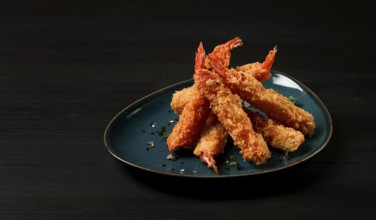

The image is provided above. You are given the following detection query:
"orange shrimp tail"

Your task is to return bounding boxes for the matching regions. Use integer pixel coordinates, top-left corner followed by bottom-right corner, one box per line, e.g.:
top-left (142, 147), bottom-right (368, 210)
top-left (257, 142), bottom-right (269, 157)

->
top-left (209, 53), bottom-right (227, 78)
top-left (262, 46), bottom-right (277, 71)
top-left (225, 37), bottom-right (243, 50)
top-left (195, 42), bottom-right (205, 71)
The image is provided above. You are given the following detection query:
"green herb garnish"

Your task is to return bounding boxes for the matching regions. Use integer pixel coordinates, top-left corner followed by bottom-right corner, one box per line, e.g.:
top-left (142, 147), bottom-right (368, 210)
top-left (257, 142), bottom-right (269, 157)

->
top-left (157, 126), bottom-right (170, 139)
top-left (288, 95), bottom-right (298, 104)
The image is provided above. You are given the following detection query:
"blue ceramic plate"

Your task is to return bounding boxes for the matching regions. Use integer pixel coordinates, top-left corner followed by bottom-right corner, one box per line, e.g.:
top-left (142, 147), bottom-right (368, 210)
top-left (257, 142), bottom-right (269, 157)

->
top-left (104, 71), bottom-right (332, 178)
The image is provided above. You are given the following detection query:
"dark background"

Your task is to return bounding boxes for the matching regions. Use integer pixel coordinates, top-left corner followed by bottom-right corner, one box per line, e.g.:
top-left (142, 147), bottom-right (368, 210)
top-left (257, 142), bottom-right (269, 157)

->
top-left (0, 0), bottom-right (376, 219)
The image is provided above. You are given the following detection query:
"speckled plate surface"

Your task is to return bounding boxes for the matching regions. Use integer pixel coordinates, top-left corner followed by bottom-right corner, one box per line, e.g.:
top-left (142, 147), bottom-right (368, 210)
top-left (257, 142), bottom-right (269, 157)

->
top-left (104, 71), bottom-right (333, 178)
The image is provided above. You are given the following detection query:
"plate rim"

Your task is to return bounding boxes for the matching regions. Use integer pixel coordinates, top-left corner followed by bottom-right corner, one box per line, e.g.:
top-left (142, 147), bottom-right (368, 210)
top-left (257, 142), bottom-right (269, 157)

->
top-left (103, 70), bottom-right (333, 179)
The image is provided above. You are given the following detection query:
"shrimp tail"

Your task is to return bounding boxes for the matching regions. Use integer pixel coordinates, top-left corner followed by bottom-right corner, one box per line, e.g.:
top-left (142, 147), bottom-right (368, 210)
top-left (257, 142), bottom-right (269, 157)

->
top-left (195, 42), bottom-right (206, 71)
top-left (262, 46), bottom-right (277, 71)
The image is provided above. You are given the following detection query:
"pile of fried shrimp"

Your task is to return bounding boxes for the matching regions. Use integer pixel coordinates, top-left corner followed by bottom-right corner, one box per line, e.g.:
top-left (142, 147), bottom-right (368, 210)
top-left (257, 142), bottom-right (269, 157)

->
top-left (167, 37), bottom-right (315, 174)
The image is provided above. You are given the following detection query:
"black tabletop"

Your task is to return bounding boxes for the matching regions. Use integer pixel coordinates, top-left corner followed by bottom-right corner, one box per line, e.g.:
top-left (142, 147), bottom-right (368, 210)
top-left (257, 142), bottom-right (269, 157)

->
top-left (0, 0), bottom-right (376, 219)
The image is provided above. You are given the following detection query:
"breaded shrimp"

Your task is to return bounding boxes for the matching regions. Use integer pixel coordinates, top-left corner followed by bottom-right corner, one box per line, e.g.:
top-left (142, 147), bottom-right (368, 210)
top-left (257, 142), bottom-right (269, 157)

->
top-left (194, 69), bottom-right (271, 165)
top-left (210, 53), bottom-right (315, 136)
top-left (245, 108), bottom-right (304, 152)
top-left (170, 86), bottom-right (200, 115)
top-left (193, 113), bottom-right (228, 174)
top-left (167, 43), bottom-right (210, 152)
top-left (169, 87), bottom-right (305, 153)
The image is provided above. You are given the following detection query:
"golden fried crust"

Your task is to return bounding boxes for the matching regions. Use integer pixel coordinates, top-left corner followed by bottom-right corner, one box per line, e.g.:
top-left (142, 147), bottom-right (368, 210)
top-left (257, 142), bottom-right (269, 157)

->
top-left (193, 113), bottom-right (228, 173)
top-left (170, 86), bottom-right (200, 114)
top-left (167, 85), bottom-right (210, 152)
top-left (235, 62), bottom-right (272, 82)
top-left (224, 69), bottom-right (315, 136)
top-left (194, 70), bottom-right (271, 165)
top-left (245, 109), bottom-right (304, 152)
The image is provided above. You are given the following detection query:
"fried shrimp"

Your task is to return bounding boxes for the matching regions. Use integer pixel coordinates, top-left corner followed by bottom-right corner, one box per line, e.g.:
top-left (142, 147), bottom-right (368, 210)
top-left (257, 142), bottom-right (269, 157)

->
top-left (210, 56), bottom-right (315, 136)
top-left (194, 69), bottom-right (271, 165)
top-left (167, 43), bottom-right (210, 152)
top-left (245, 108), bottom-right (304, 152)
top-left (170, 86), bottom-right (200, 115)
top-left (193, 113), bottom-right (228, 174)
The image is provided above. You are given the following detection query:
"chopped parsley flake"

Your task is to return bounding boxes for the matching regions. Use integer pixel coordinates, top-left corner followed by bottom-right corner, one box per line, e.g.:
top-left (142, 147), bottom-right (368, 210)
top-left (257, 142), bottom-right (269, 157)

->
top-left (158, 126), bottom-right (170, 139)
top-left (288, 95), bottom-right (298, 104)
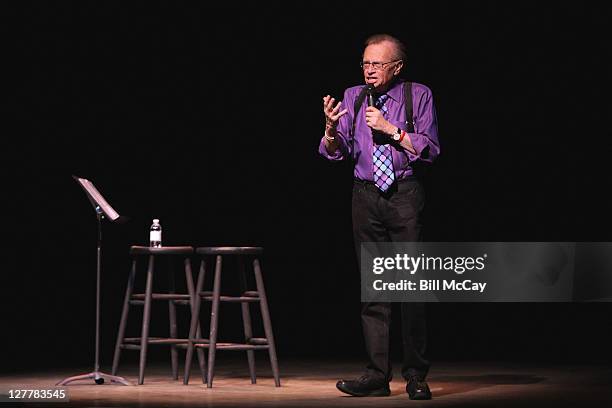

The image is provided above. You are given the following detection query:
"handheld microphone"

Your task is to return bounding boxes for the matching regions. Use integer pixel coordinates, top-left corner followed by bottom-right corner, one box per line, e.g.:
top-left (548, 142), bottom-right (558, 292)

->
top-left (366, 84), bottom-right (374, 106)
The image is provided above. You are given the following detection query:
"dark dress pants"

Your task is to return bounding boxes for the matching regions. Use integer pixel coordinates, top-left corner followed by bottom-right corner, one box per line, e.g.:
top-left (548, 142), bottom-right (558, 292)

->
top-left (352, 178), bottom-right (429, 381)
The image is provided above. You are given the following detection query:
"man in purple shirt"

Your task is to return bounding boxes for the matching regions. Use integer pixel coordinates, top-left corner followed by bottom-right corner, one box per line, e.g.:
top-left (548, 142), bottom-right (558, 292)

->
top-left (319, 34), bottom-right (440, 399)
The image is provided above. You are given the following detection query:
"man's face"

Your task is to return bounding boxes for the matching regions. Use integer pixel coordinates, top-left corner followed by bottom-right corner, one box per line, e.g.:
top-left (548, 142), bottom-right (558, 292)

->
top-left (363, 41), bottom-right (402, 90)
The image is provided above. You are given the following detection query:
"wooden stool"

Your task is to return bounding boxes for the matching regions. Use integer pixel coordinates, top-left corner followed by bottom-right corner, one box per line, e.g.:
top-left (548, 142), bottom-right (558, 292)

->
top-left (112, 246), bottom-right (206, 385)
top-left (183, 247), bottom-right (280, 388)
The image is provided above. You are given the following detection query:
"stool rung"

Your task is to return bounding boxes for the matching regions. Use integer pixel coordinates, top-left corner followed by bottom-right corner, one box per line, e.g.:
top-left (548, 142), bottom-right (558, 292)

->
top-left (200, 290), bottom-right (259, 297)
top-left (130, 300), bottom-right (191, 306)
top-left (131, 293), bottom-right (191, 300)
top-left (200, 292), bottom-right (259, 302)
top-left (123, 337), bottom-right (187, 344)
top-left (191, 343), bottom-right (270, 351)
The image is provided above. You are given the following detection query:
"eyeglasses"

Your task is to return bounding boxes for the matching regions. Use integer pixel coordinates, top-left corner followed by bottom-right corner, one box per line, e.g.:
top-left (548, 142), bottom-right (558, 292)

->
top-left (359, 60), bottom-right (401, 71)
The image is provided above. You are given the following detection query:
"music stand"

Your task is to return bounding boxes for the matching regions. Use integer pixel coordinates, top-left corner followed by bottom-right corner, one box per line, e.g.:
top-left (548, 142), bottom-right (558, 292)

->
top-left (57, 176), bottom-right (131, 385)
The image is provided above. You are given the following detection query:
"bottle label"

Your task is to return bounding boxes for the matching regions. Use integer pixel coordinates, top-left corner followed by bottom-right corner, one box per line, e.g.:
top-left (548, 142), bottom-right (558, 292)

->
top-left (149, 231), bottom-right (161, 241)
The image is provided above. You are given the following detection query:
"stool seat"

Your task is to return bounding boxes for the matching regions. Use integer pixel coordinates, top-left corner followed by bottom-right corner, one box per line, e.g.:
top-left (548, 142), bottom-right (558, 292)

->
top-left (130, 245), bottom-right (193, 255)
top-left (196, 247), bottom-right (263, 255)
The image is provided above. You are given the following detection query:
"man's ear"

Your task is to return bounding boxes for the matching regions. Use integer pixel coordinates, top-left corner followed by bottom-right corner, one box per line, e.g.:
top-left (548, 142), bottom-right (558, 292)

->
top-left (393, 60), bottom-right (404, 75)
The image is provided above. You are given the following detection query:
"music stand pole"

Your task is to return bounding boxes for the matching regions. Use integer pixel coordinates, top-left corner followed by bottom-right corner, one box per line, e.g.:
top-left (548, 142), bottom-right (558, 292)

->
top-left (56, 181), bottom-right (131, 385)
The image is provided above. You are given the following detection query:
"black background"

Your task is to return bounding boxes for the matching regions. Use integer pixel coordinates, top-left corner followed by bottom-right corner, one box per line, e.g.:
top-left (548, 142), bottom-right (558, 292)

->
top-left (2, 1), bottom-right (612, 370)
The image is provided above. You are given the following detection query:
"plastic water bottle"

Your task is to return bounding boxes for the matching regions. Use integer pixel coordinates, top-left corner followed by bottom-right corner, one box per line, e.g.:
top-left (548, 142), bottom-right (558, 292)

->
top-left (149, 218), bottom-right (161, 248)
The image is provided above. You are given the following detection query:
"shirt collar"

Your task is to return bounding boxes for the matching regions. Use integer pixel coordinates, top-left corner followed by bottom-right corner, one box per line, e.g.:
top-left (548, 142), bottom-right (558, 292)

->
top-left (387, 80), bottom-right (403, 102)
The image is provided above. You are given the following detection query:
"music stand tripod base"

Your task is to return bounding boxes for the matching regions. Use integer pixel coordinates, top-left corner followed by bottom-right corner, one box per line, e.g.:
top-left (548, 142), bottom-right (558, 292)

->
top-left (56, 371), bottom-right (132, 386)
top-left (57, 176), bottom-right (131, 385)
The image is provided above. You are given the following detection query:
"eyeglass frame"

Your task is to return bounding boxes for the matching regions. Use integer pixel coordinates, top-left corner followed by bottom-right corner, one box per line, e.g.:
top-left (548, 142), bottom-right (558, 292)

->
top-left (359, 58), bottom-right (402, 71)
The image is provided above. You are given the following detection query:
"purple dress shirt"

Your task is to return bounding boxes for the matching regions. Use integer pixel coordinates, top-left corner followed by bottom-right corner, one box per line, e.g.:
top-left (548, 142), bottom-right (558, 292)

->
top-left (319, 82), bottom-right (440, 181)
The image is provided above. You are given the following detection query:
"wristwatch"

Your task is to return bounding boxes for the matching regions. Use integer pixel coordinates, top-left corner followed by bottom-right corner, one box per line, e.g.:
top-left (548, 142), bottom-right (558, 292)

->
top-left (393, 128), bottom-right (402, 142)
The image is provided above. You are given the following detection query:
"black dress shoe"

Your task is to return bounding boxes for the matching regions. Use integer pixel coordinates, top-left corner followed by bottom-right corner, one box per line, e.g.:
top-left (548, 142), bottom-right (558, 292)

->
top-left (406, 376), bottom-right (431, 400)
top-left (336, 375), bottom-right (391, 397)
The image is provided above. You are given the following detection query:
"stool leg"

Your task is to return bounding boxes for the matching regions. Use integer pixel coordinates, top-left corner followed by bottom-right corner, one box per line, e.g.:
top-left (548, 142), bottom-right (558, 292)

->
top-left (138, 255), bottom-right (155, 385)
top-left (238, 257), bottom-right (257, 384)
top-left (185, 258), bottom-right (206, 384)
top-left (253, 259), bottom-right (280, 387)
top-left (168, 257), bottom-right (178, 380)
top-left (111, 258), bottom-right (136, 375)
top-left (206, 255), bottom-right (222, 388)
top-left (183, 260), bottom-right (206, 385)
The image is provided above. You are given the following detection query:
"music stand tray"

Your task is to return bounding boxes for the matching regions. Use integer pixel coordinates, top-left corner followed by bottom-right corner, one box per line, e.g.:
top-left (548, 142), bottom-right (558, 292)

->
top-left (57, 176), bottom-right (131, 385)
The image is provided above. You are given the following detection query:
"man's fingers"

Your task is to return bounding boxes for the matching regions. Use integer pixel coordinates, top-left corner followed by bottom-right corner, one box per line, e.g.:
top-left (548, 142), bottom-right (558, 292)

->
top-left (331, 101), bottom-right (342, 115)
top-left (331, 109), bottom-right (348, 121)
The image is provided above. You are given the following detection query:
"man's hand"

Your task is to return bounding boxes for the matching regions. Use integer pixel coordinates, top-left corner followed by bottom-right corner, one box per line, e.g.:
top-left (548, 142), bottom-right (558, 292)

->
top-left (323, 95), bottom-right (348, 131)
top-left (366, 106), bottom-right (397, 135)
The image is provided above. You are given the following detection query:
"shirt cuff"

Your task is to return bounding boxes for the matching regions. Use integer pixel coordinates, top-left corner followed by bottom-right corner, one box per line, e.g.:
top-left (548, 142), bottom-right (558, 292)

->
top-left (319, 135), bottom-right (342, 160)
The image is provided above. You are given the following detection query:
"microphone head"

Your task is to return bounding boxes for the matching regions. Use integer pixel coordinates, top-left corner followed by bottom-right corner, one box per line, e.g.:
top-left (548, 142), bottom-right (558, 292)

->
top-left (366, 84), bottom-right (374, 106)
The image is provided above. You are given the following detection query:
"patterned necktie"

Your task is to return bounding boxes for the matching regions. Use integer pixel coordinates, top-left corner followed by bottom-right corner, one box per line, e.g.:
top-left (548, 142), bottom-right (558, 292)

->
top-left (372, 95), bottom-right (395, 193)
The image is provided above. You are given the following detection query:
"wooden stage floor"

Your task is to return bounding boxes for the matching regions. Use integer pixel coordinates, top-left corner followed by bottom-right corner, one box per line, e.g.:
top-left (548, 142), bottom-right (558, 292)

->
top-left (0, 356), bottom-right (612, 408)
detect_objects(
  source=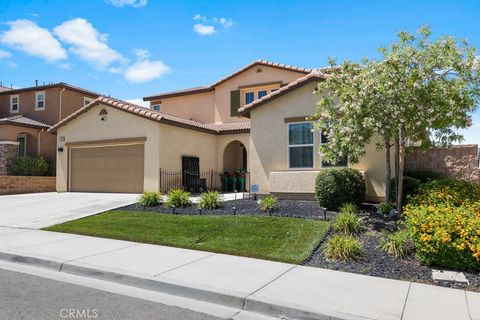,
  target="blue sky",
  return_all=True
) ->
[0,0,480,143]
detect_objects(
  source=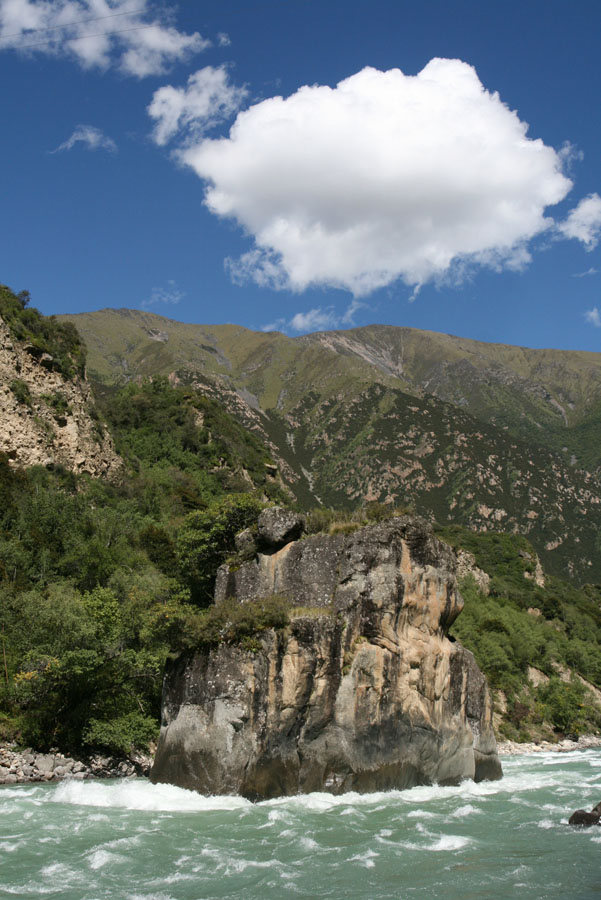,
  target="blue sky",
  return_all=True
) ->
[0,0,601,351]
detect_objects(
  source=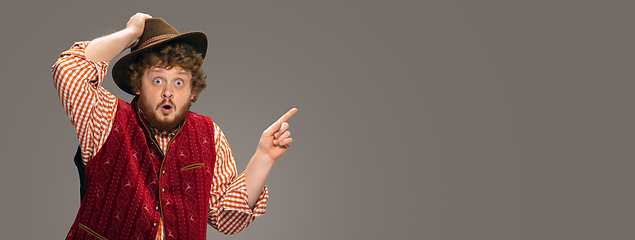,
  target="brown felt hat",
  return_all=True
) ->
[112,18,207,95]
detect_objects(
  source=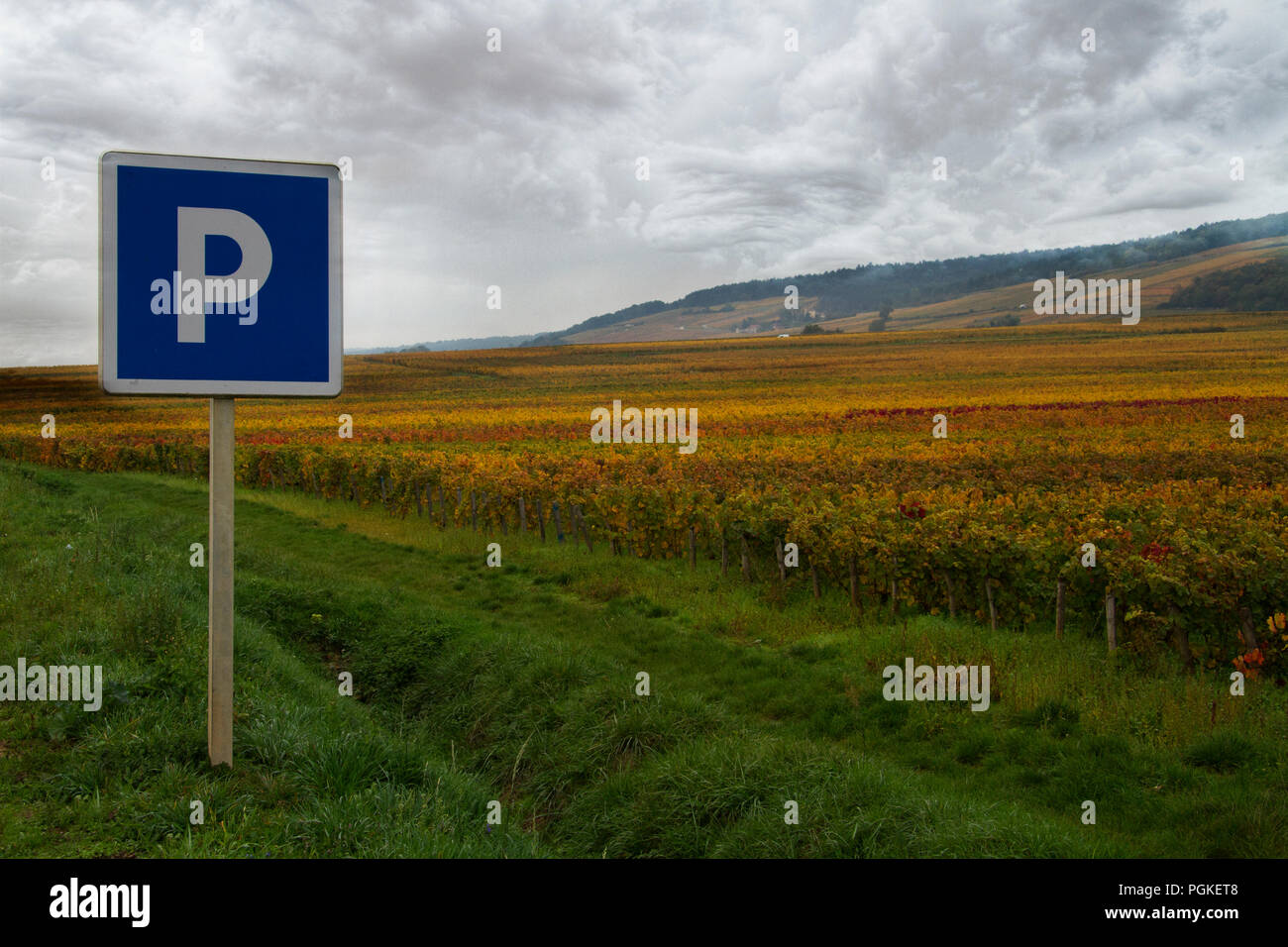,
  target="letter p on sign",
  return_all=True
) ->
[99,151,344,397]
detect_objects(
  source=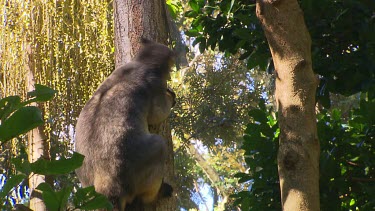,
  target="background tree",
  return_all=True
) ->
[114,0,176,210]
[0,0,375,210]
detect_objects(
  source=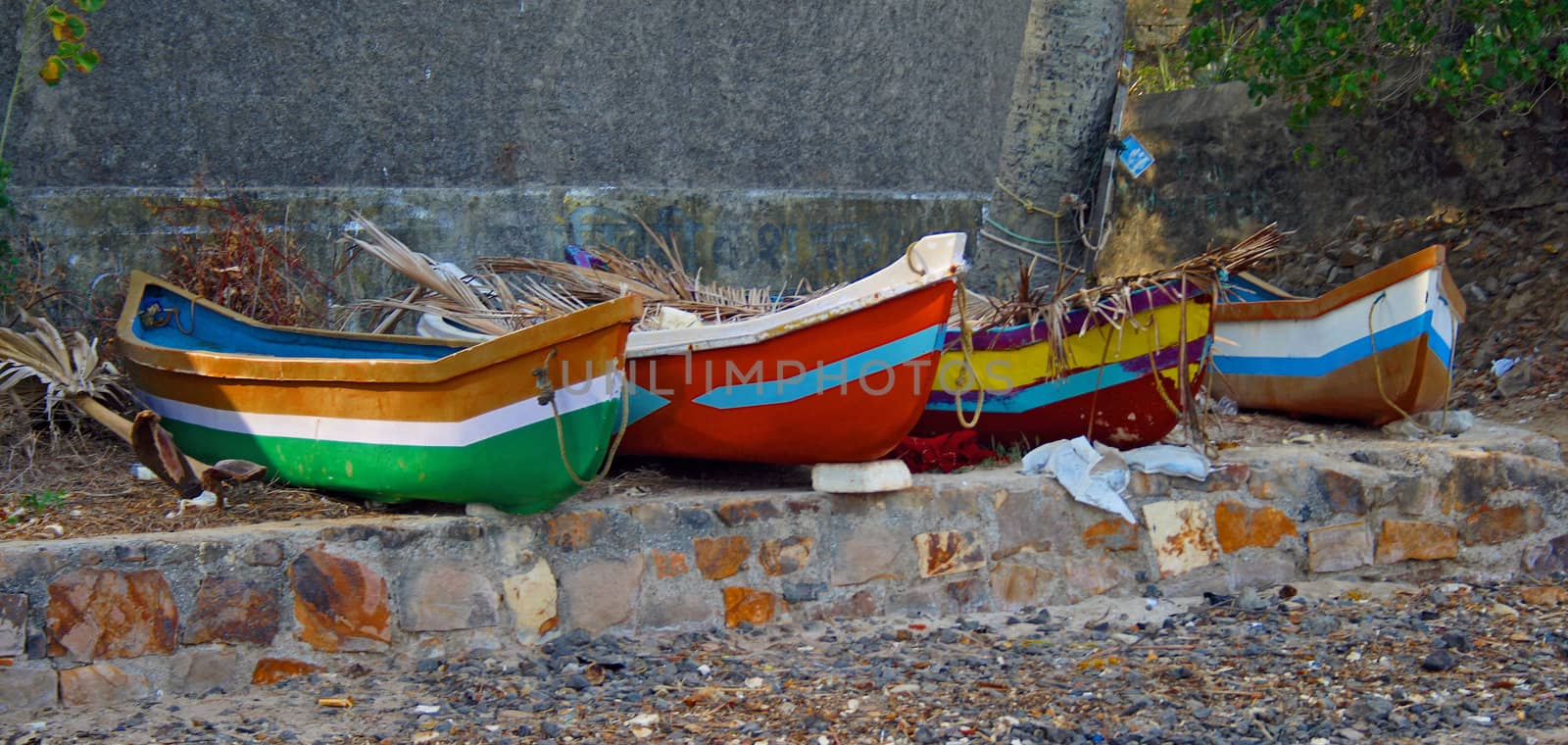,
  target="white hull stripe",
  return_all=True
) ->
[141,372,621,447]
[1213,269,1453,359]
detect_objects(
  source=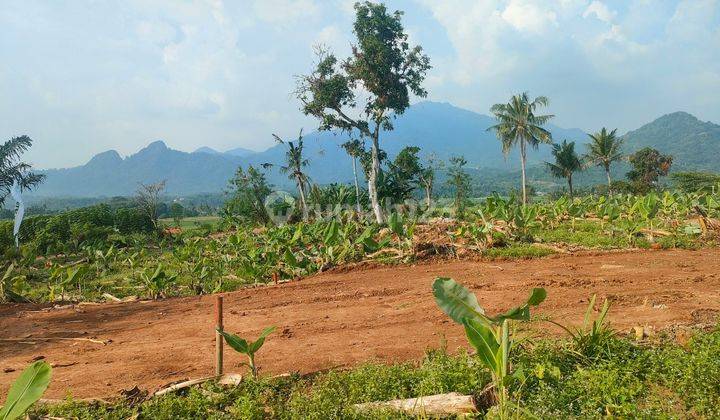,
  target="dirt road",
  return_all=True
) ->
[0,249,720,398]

**STATED TASK**
Which lines in the rows above contain the word "purple"? Gather every one of them and copy each in full.

**EXERCISE OUTPUT**
"man in purple shirt"
"purple dress shirt"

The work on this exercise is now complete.